_Exercise:_
Please repeat the lines below word for word, starting at the line that contains "Target: pink wand stick" and continuing through the final line.

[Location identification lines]

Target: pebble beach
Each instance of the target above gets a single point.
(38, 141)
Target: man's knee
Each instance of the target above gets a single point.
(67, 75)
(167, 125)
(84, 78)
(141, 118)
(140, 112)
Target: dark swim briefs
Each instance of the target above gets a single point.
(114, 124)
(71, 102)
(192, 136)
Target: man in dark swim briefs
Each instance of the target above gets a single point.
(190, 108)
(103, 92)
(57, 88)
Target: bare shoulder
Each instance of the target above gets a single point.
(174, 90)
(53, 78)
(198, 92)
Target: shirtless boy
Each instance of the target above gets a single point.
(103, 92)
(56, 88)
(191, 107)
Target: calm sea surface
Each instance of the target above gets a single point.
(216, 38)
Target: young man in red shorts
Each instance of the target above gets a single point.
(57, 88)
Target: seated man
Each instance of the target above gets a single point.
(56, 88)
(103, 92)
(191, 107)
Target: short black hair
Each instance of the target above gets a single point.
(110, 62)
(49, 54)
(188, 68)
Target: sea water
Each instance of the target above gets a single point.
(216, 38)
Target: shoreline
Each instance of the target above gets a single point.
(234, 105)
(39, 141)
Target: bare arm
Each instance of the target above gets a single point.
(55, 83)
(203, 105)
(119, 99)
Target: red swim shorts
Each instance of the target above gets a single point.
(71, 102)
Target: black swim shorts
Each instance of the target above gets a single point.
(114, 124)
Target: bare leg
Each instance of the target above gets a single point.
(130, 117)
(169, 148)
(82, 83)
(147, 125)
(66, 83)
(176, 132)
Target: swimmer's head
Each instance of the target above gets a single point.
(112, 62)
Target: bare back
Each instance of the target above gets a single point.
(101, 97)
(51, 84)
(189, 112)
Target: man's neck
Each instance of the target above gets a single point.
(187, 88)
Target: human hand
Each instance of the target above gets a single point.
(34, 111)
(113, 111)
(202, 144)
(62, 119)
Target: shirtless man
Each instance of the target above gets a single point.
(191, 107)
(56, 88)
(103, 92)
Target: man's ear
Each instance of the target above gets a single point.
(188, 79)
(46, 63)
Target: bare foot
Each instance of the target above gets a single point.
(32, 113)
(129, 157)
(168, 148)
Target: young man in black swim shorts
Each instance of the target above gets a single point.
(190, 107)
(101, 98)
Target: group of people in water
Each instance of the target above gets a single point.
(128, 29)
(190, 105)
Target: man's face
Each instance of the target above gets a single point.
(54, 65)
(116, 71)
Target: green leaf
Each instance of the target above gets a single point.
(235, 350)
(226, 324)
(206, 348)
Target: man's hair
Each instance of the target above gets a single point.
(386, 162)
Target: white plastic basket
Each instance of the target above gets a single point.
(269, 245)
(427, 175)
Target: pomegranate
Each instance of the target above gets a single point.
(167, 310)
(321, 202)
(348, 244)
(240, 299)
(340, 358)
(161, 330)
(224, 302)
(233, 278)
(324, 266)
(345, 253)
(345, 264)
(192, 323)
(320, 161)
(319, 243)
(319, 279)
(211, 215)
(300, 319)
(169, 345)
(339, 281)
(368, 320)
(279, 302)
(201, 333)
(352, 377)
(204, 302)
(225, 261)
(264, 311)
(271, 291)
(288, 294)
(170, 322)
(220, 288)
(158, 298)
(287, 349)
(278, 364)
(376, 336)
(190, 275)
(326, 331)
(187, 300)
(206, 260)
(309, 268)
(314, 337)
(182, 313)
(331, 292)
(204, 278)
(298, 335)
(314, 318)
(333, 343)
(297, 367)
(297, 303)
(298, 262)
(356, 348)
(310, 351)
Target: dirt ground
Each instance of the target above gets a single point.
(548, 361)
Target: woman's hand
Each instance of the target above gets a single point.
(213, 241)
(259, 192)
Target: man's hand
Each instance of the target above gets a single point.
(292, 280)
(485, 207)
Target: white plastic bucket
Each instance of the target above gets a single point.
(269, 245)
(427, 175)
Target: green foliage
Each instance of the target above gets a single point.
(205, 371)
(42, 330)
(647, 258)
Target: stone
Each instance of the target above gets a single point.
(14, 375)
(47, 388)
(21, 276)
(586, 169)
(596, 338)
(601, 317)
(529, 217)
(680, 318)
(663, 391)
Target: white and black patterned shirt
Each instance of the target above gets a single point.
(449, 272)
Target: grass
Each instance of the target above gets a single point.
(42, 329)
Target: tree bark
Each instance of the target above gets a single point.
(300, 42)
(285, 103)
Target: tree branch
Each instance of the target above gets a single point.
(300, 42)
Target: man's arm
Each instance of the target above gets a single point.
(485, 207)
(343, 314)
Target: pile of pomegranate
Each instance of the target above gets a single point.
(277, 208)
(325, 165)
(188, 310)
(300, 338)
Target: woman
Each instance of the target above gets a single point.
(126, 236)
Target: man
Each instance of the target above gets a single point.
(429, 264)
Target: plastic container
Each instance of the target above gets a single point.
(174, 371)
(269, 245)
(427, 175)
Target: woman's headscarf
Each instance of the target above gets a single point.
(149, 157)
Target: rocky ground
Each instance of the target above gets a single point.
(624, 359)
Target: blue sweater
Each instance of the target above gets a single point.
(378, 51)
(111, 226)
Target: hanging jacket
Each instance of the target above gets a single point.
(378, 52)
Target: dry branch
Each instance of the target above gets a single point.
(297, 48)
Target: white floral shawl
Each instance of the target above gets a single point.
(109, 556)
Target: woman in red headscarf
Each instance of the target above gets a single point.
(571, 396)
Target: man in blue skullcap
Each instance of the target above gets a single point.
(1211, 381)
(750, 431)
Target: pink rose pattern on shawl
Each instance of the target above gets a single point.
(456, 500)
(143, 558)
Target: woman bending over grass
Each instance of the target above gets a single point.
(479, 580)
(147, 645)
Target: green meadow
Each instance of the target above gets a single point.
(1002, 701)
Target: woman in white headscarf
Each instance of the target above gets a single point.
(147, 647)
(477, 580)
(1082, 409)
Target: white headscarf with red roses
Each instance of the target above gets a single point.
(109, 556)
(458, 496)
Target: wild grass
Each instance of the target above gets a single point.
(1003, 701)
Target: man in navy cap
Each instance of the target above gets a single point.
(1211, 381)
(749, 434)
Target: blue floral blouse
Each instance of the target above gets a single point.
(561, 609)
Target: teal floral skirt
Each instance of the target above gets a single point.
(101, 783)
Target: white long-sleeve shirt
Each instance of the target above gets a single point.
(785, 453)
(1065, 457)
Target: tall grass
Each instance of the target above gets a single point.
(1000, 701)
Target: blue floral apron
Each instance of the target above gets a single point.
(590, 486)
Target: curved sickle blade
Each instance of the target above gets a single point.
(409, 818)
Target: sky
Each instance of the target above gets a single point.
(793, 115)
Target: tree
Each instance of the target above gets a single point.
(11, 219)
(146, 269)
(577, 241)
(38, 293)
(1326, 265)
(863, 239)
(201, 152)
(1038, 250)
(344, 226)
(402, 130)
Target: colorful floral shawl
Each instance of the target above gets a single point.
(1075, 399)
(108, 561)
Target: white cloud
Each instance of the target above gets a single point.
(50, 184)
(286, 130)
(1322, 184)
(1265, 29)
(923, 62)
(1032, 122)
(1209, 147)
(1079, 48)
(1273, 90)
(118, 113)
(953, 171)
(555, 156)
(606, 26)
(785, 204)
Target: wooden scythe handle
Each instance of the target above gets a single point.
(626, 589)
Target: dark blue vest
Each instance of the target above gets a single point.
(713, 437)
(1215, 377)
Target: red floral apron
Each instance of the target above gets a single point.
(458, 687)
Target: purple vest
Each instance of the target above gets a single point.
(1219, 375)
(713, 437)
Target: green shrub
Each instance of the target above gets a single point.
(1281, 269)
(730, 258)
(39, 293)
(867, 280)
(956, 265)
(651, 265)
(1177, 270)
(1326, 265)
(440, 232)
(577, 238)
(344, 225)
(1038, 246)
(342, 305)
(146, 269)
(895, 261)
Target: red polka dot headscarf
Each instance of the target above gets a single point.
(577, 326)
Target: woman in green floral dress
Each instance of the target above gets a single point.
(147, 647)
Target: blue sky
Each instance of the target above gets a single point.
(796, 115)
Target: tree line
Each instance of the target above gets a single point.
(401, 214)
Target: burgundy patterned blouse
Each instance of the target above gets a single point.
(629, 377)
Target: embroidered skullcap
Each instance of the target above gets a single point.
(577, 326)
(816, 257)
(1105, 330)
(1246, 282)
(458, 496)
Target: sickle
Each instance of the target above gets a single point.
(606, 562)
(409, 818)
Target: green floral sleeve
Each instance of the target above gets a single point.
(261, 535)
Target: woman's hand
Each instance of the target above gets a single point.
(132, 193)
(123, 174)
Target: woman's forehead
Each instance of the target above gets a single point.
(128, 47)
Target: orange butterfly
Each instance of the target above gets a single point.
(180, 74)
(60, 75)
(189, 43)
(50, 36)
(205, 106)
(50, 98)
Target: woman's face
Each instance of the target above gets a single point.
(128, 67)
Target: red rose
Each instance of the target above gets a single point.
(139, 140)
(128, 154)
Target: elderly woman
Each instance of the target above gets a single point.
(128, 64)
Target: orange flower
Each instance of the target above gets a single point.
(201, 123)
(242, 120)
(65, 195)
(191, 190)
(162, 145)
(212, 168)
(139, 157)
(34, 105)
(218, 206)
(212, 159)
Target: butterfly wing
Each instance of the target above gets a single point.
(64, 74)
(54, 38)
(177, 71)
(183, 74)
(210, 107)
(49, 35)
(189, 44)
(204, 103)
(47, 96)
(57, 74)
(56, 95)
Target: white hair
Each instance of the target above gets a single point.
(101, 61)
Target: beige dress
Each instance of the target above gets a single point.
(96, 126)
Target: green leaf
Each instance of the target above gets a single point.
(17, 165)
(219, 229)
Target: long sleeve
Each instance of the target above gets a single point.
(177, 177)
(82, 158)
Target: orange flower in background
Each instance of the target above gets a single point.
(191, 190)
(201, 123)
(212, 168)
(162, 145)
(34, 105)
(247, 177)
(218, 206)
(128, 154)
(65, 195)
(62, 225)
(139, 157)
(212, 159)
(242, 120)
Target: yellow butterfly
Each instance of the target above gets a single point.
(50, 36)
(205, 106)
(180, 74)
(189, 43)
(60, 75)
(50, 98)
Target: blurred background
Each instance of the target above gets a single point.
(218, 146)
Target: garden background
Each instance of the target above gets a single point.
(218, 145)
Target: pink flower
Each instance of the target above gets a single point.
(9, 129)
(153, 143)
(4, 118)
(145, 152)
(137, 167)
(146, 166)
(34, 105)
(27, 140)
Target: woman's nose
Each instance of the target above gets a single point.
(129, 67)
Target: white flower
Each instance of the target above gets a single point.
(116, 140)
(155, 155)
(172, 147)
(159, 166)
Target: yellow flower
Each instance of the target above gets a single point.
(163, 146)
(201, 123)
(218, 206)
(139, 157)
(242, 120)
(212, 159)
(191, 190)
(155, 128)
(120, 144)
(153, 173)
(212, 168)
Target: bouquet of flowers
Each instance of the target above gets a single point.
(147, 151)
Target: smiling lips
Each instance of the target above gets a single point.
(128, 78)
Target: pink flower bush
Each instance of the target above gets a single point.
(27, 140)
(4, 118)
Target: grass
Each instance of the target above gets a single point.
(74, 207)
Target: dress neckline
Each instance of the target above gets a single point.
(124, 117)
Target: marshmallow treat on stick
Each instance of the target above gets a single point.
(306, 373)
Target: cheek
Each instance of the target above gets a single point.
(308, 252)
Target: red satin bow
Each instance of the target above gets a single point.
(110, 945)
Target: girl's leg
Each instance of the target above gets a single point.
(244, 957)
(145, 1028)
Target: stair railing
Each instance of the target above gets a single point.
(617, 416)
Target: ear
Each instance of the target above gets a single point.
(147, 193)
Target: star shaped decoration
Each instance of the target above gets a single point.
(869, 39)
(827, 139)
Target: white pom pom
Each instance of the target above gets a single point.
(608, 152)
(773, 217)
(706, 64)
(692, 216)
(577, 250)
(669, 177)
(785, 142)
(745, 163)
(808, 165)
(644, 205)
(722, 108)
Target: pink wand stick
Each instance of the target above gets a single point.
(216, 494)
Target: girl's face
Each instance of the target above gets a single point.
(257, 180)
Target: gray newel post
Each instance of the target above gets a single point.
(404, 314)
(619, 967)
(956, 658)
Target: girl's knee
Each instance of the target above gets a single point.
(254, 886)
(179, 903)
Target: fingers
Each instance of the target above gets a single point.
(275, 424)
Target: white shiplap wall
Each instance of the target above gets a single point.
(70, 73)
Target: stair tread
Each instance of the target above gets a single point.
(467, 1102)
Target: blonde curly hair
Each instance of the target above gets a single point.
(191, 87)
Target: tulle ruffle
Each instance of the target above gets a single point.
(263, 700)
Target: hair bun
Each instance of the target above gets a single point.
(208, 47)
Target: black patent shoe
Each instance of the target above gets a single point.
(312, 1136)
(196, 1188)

_Output below:_
Target: pink wand stick
Each instance of the target above gets a single point.
(216, 494)
Target: girl's face
Each instance of the target above gets a single point.
(257, 180)
Target: gray newel post
Each instance of the target above gets a single point.
(404, 314)
(619, 967)
(956, 658)
Target: girl's knee
Each instance of the target above gets a single point.
(254, 886)
(179, 903)
Target: fingers
Each instance of the target above gets a single point.
(275, 424)
Target: white shiplap wall
Each instance of the target above gets a single point.
(70, 73)
Target: stair tread
Each instance of the target above gets a single point.
(467, 1102)
Target: blonde curly hair
Each instance of the target above gets a single point.
(191, 87)
Target: tulle ruffle
Each instance of the target above gets a single point.
(263, 700)
Target: hair bun
Each instance of the target above gets a single point.
(208, 47)
Target: black patent shoe
Each instance of the target above gets a single point.
(312, 1136)
(196, 1188)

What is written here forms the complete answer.